■ The records
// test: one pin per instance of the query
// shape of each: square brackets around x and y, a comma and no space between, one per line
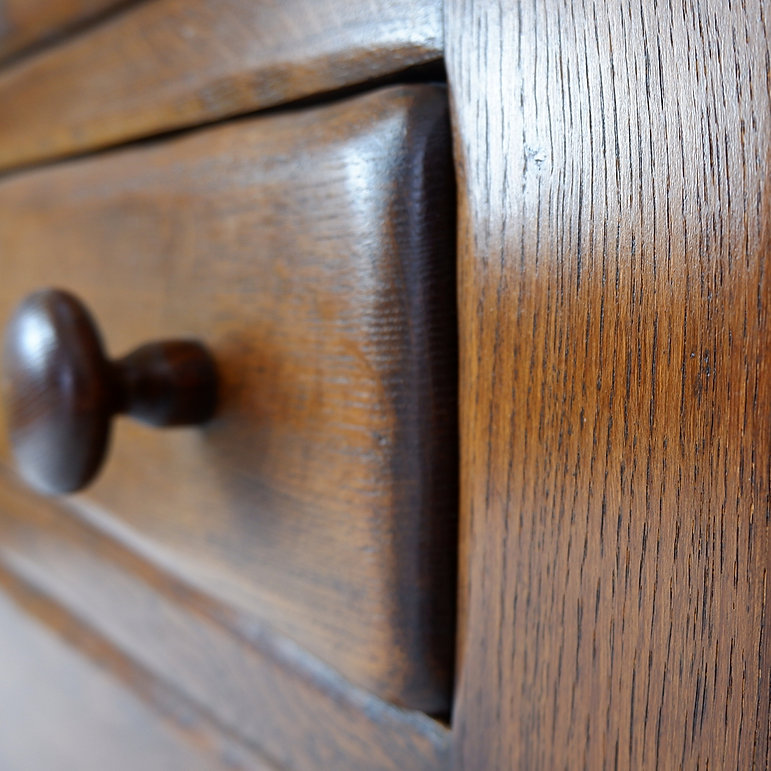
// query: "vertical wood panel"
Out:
* * *
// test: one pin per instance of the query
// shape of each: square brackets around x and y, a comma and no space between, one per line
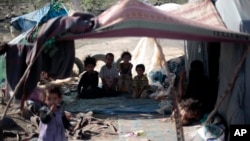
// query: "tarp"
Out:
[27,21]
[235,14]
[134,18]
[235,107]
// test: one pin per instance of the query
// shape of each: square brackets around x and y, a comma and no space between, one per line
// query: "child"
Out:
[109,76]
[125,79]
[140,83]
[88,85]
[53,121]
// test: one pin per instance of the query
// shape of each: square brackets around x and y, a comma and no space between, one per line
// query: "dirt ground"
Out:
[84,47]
--
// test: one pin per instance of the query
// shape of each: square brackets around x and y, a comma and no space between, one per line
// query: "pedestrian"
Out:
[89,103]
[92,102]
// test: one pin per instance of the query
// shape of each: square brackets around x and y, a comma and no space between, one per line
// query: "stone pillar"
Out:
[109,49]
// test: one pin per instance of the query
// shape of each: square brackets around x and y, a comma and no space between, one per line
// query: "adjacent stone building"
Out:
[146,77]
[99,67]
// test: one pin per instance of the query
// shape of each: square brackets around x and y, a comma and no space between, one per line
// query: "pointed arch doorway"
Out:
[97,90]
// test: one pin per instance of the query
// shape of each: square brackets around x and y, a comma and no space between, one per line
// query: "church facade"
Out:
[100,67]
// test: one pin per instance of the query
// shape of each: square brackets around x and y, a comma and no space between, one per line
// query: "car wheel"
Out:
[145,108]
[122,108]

■ Stated goal
Extract every line of the data above that contains the word "stone", and copy each such line in full.

■ Completed exercise
// query: "stone pillar"
// query: "adjacent stone building"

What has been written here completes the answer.